:: Excerpt provided ::
- - - - - - -
Although the Swiss Society of Gynaecology recommends the use of the sFlt-1/PlGF ratio as an aid to diagnosis in preterm preeclampsia, it is also important to mention the possibility of using PlGF alone as a triage tool. The PELICAN study showed that, in women with suspected preeclampsia before 35 weeks of gestation, low PlGF (<100 pg/ml) had high sensitivity and NPV (96% and 98%, respectively) for identifying preeclampsia that necessitates delivery within 14 days, Moreover, PlGF performed better that clinical (blood pressure) or biological factors (urate, liver enzymes, proteinuria) taken alone [11]. Use of PlGF in the clinical setting seemed to reduce the time to diagnosis (from 4.1 to 1.9 days, p = 0.27) with little reduction in severe maternal outcomes (5% v s 4%, p = 0.043), but no difference in perinatal outcomes or gestational age at delivery [12]. PlGF alone tests (Triage PlGF test and DELFIA Xpress PlGF 1-2-3 test) also performed equally compared to sFlt-1/PlGF ratio test (Elecsys) at predicting the need for delivery within 14 days in women with suspected preeclampsia [13].

Prognosis and management support in confirmed cases of preeclampsia

In the event of a confirmed diagnosis of preeclampsia according to clinical criteria and depending on the clinical situation and the gestational age, the medical team has first to decide whether or not to administer corticotherapy for lung maturation and choose between a prompt delivery or conservative management. In cases of severe prematurity, each additional day in utero increases the chances of survival of the newborn. The clinician must therefore weigh the benefit to the fetus of prolonging the pregnancy against the risk to the mother of clinical deterioration and, in the absence of imminent complications, try to delay delivery. This process can be complicated, especially because of the sometimes unpredictable course of the disease. Unfortunately, the rare predictive models such as PIERS, based on clinical signs and laboratory parameters alone, allow a risk assessment within the next 48 hours only [14]. More efficient prognostic tools would allow a better selection of preeclampsia patients in whom prolongation of the pregnancy could be considered.

The chances of preeclampsia in patients with a sFlt1/PlGF ratio <38 are extremely low (although the clinician should be cautious not to misdiagnose preeclampsia based on negative biomarkers in the presence of clinical diagnostic criteria). The risk of adverse outcomes due to preeclampsia still remains low in patients in whom the ratio is <85 before 34 weeks and <110 past 34 weeks [15]. In contrast, a very high sFlt1/PlGF ratio or a rapid increase in the latter is closely related to the impending onset of preeclampsia and a short time until delivery becomes clinically indicated. Before 34 weeks, patients with a ratio >85 are at greater risk of developing complications and giving birth within 2 weeks (86% vs 15.8%, p <0.001) [16]. Verlohren et al. demonstrated that in the event of an exponential increase in the sFlt1/PlGF ratio (with threshold values > 655), two thirds (70%) of patients require delivery within 48 hours and more than 9 out of 10 (94%) give birth within 7 days [17]. Similarly, results from a French study showed that sFlt1/PlGF ratio values above 293 were directly associated with the onset of adverse maternofetal outcomes (hazard ratio [HR] 3.61, 95% CI: 2.13–6.10; p <0.001) and a shorter time to delivery (HR 2.49, 95% CI 1.56–3.96; p <0.001) [18].
- - - - - - -
:: Source information ::
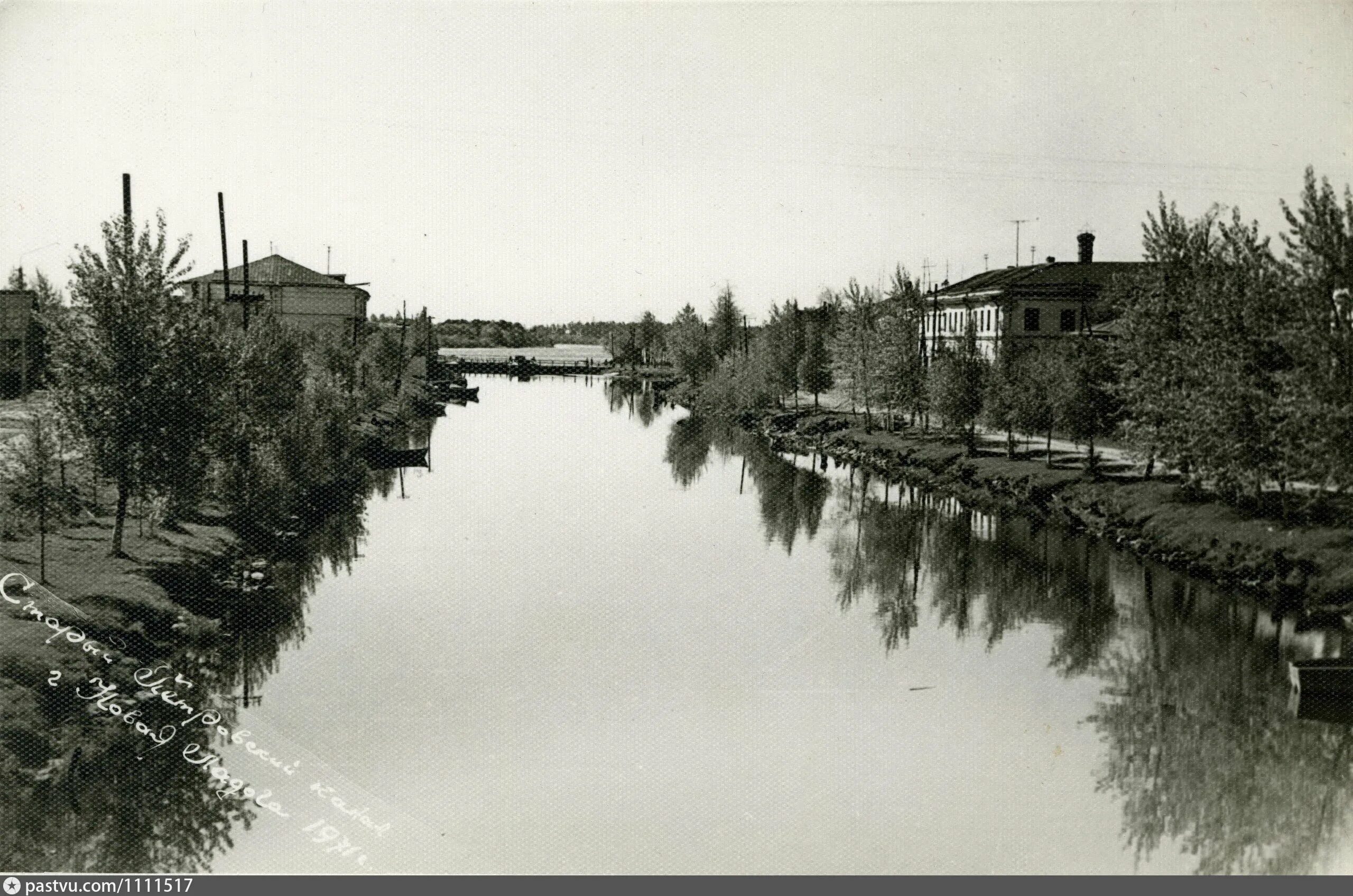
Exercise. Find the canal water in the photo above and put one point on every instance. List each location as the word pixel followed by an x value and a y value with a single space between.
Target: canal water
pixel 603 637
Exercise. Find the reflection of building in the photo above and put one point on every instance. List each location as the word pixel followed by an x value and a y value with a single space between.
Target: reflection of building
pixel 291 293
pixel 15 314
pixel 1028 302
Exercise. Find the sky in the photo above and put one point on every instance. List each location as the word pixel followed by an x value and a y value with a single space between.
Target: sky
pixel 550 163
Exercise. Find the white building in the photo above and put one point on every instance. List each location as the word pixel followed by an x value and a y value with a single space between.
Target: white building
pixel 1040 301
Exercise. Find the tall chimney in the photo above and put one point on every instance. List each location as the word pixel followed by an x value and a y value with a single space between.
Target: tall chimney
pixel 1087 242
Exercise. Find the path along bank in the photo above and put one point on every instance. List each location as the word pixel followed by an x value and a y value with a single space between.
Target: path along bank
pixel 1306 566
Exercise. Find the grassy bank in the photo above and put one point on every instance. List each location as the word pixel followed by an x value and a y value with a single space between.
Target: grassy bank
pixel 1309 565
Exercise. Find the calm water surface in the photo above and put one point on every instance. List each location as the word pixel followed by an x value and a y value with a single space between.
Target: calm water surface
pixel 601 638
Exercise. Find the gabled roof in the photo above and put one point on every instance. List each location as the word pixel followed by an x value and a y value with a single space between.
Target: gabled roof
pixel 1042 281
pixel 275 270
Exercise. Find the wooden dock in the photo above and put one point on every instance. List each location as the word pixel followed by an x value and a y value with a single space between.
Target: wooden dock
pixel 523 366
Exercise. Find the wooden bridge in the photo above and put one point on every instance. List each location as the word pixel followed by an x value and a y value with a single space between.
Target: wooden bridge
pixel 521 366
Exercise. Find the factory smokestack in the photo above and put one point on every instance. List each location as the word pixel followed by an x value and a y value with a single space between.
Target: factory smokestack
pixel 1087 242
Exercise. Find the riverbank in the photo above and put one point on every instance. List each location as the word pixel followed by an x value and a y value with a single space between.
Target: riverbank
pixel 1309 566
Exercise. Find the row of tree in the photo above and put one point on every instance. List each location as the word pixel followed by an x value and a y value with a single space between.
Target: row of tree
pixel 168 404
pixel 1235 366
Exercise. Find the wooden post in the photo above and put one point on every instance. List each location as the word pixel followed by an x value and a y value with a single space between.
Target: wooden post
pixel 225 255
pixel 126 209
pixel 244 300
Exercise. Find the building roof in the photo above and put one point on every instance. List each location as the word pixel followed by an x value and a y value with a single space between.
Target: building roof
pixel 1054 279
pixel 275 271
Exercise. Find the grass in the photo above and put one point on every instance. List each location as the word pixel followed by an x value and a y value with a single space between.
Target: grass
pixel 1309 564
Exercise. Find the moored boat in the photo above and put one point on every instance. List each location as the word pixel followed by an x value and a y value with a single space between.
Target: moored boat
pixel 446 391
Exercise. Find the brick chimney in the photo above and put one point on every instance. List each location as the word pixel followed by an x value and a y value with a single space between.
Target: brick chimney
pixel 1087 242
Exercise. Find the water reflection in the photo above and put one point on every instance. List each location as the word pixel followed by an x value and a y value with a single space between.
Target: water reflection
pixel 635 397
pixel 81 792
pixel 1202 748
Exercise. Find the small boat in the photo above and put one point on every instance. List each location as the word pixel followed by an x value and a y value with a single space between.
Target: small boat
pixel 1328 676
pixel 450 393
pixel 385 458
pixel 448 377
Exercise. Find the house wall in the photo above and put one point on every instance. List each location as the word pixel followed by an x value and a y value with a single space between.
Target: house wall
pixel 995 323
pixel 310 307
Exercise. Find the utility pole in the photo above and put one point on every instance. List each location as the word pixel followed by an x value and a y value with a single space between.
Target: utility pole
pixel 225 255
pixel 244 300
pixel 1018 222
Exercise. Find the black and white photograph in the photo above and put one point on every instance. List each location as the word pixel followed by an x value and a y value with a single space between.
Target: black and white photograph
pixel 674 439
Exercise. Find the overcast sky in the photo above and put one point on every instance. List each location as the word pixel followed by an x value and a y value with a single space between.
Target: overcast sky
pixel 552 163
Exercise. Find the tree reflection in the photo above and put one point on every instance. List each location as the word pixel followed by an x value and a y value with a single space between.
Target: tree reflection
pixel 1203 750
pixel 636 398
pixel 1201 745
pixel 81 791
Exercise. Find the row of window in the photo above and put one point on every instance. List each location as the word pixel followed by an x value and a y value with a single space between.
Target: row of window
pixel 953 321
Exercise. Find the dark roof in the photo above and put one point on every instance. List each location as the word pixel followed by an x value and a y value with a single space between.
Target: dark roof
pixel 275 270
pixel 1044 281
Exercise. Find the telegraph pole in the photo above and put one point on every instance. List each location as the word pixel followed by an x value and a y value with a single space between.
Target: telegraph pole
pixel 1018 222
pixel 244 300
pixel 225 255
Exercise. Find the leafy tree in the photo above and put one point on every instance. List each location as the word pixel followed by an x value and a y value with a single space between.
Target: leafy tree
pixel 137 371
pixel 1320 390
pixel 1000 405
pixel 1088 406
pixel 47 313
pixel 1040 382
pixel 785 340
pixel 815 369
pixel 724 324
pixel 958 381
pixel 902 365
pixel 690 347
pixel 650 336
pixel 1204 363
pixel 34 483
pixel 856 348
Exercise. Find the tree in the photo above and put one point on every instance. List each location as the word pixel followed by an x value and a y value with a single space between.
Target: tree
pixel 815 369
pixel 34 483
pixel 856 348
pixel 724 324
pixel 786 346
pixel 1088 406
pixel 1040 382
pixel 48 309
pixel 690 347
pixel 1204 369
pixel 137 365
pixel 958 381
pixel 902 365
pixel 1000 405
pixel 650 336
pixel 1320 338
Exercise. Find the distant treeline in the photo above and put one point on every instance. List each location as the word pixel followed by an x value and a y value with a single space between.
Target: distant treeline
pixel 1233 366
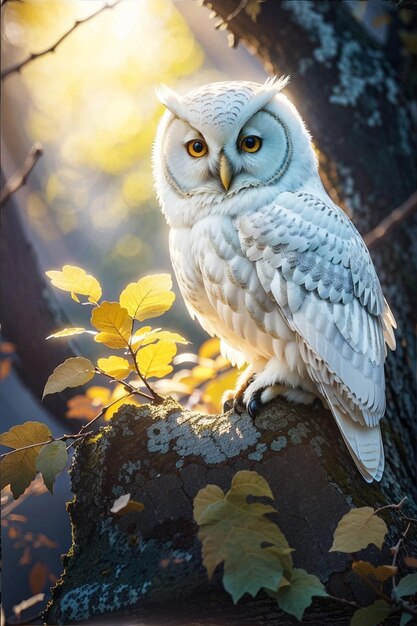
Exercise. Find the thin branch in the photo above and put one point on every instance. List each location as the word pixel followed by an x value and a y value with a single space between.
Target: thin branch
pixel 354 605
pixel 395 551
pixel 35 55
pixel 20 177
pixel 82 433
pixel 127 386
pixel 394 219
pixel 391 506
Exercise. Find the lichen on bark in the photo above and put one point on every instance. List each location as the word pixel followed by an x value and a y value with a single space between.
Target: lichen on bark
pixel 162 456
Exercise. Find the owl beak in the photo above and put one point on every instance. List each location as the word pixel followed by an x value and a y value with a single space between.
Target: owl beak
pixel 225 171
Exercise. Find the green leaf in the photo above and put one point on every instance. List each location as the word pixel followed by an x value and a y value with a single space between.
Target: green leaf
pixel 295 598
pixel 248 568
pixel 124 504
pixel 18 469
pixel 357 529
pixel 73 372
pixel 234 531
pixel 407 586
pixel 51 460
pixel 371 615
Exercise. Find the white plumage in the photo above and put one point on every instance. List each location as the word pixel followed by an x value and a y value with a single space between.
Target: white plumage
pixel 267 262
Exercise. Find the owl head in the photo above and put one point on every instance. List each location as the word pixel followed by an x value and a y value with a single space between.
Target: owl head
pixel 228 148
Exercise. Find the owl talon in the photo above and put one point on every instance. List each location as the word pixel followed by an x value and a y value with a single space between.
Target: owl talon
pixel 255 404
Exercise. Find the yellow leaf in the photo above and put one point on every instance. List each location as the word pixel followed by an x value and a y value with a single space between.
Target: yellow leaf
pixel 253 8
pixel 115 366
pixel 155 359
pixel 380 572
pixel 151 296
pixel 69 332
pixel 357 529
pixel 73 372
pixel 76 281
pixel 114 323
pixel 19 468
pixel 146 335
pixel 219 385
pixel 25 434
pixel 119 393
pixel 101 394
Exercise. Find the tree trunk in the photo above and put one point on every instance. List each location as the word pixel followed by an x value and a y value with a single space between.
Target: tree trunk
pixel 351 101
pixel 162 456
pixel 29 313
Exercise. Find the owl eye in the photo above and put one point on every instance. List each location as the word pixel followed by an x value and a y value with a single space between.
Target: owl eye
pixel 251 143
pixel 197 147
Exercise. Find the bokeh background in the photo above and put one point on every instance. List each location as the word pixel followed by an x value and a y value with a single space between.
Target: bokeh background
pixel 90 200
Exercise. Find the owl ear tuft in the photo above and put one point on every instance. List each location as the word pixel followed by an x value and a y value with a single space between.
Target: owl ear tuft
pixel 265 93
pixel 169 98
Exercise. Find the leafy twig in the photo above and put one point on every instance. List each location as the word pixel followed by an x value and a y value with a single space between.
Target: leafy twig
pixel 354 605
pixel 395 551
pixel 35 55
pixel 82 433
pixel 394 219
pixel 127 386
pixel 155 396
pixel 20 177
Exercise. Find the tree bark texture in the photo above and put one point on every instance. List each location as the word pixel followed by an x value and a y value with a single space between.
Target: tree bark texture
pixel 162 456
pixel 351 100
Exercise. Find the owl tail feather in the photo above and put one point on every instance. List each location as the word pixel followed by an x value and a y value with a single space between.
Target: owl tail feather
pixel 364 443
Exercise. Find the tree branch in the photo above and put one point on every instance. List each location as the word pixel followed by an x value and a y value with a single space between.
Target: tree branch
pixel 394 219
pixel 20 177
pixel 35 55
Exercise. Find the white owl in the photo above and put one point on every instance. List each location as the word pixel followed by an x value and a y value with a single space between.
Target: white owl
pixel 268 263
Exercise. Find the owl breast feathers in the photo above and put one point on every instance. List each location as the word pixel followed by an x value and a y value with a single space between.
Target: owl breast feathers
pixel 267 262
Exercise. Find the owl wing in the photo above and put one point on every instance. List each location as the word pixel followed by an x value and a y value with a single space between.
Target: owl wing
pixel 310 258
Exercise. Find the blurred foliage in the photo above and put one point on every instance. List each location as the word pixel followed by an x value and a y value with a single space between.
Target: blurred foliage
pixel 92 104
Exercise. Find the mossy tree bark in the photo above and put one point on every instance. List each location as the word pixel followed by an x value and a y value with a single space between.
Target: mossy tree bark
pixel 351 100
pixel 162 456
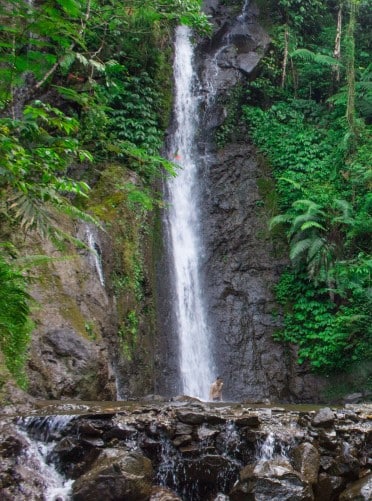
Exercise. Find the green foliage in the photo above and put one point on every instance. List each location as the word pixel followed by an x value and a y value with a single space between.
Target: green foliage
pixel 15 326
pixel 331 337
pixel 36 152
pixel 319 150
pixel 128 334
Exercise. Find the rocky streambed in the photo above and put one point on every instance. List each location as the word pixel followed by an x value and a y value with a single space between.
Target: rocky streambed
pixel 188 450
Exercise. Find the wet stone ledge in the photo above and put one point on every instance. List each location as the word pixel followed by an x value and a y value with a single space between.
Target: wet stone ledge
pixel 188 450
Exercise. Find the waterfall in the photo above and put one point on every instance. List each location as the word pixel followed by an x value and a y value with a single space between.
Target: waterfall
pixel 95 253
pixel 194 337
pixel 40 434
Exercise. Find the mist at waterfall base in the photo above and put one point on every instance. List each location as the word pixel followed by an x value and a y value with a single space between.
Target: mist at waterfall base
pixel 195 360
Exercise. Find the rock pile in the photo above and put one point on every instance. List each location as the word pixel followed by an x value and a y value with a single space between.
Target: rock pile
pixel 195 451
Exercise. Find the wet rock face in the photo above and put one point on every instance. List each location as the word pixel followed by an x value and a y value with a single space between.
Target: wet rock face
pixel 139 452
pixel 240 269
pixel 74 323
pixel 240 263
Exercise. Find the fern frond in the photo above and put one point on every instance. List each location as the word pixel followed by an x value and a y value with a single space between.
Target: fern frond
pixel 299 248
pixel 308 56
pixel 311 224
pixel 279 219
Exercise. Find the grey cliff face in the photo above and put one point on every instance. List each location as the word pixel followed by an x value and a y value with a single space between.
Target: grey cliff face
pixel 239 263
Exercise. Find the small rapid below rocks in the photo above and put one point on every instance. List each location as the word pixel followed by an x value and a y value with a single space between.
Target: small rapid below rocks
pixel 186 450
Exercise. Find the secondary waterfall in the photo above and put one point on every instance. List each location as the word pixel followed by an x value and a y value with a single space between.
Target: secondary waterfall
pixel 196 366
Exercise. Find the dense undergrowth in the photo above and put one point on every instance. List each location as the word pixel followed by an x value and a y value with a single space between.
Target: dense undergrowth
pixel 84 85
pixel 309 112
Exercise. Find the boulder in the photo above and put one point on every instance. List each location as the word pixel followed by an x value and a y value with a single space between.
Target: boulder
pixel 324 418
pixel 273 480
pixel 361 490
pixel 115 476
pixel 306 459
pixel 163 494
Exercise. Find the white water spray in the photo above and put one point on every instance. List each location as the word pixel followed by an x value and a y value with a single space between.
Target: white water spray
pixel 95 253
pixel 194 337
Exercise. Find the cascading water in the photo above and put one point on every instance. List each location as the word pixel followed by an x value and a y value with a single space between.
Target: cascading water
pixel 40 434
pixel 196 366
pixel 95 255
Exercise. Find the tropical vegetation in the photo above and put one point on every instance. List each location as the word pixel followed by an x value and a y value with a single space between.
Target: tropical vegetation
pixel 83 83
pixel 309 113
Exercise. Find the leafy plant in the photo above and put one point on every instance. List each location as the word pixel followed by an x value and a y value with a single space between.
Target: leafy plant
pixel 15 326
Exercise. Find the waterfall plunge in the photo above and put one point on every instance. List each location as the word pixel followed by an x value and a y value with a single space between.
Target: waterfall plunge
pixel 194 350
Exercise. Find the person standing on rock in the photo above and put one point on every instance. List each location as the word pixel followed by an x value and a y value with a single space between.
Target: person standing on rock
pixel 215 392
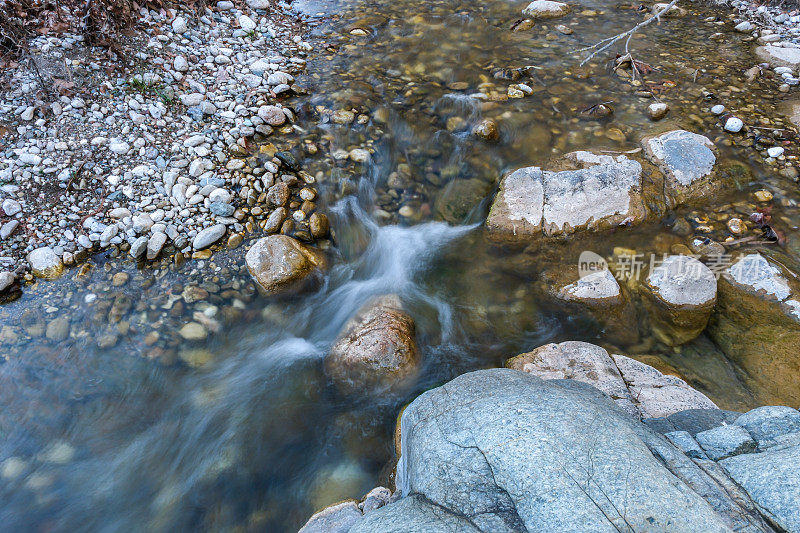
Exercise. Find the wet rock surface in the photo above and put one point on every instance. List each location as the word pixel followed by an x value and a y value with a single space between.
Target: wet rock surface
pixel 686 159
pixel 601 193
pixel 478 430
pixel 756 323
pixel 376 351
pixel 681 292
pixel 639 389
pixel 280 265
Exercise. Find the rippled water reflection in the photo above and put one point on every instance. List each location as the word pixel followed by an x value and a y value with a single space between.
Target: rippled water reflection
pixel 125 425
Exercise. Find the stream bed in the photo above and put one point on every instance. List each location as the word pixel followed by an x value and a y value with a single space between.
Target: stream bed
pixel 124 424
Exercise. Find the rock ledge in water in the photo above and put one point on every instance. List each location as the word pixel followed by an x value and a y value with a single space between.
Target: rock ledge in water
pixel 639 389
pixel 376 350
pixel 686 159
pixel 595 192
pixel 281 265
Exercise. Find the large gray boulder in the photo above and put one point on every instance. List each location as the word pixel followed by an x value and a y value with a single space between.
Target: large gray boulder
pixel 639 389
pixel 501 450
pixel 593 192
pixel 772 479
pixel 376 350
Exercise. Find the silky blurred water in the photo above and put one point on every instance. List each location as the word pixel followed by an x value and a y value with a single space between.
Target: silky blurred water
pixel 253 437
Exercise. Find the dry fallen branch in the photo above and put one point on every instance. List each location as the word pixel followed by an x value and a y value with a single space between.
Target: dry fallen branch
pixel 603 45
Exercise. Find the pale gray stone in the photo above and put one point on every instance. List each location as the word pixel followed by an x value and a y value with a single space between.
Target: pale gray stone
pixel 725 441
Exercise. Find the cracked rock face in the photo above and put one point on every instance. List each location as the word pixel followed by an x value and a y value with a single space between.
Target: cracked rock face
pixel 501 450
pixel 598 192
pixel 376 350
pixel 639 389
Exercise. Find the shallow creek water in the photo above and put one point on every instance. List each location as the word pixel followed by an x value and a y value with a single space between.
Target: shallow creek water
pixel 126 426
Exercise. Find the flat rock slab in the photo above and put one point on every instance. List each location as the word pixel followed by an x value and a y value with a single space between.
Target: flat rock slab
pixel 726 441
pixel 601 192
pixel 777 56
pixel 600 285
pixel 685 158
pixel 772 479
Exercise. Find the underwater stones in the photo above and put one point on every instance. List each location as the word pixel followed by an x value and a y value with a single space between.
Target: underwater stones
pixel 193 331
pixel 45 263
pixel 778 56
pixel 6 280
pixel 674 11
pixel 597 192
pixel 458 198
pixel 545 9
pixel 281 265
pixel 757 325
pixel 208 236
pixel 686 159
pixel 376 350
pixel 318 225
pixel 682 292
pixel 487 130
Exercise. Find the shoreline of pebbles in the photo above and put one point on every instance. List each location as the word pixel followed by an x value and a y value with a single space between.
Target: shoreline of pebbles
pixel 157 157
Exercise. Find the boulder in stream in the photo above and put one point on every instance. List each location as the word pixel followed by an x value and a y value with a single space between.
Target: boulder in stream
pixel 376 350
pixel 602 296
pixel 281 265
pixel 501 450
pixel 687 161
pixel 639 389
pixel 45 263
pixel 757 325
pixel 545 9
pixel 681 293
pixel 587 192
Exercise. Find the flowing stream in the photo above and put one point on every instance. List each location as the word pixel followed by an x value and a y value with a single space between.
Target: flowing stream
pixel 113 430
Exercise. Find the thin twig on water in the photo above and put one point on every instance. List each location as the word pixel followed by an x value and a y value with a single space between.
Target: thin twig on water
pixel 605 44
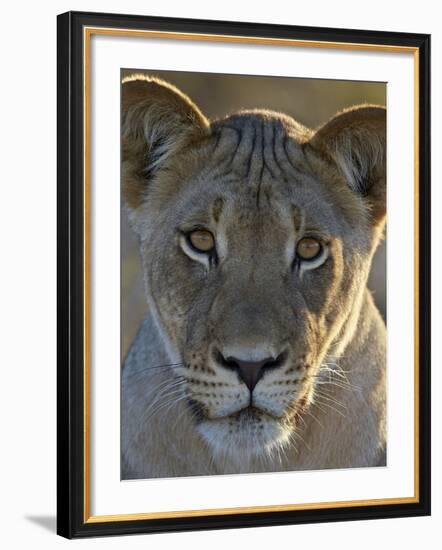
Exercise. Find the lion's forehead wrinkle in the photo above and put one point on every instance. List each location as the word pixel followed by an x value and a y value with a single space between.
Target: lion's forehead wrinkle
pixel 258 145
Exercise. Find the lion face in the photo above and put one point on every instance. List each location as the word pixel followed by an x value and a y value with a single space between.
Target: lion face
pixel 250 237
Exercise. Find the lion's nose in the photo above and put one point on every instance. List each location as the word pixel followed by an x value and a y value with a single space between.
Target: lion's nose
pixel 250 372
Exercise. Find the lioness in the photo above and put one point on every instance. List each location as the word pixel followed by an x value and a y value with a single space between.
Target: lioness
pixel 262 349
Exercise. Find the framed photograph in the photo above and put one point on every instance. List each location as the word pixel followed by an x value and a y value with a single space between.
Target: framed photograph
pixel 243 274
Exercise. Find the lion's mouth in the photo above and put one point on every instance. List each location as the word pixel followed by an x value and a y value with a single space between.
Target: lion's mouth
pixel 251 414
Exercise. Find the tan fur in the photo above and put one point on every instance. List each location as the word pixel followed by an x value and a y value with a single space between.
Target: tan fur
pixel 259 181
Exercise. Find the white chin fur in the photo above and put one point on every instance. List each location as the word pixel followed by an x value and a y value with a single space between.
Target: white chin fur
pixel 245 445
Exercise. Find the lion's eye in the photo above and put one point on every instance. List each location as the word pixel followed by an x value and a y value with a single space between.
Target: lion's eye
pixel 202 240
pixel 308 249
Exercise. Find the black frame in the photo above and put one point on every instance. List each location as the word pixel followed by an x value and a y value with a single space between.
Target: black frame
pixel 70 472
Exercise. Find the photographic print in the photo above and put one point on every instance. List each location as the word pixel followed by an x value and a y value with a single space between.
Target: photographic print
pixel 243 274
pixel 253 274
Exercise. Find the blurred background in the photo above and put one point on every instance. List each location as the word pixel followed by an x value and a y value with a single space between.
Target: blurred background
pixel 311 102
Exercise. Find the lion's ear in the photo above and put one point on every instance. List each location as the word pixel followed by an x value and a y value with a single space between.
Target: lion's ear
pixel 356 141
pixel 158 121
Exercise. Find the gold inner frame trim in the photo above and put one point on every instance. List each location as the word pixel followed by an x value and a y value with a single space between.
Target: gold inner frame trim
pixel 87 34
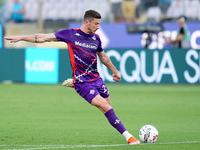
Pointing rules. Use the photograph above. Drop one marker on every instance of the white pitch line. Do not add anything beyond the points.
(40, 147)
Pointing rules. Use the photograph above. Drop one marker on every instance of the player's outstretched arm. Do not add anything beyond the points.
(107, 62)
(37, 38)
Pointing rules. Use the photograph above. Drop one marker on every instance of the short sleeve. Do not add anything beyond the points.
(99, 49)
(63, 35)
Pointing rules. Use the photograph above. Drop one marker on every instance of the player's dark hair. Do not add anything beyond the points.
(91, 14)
- - - - - - -
:: Task list ::
(a) According to the excerpt on preeclampsia biomarkers, what PlGF level counted as low in the PELICAN study?
(b) Extend the excerpt on preeclampsia biomarkers past its final sentence.

:: Answers given ::
(a) Below 100 pg/ml.

(b)
After 34 weeks, biochemical markers might be deemed less relevant, given the lower benefit of prolonging pregnancy. As highlighted in the recent PEACKOC study, PlGF (<100pg/ml) and sFlt1-PlGF ratio (>38) were unlikely to add to clinical assessment to establish the need for delivery in women with late preterm preeclampsia (34–37 weeks gestation). Although both tests showed good sensitivity (PlGF 98%; sFlt1-PlGF ratio 91%) they performed poorly in terms of NPV (71% and 61%) and specificity (8% and 21%). Finally, the area under the receiver operator curve for this gestational age (0.6 and 0.64) was below a clinically useful threshold [19].

In summary, sFlt1/PlGF ratios <38 are highly reassuring and should encourage minimal medical intervention. On the other hand, higher levels appear to be correlated with disease confirmation and greater severity of the disease. Though no precise threshold can be established beyond which childbirth is necessary, the values of the sFlt1/PlGF ratio >85 before 34 weeks and >110 beyond 34 weeks are those recommended in current practice as an alert threshold. In this case, close surveillance of the mother and the fetus are recommended. Depending on the degree of clinical concern and gestational age and the severity of the disease, corticotherapy should be considered and in order to achieve a maximum impact, administered within a week from delivery. Although patients with intermediate values (38–85 <34 weeks / 38–110 >34 weeks) may not immediately fall into the high-risk category, clinical and biological follow up within 1-2 weeks has been recommended by some authors, but not included in any clinical guidelines to date [10, 20]. It is important to note that in the absence of more solid clinical data, the sFlt1/PlGF ratio should be used in combination with the usual clinical tools, and medical decisions should not be based on this parameter alone. The expert opinion of the Swiss Society of Obstetrics and Gynaecology is that in patients already diagnosed with preeclampsia, the sFlt1/PlGF ratio should be used only in the context of clinical research; it “does not constitute the only parameter to indicate delivery” [10].

It has to be acknowledged that as most studies based on sFlt-1/PlGF ratio used Elecsys immunoassay from Roche Diagnostics (Germany), tests from other manufacturers such BRAHMS Kryptor (Thermofisher, Germany) are also available. Inter-assay differences might be clinically relevant, and the tests are not interchangeable (table3). Therefore, such results should be interpreted according manufacturer criteria and suggested thresholds [21].

Table 3 Available PlGF tests on the Swiss market; rule-out thresholds and performances.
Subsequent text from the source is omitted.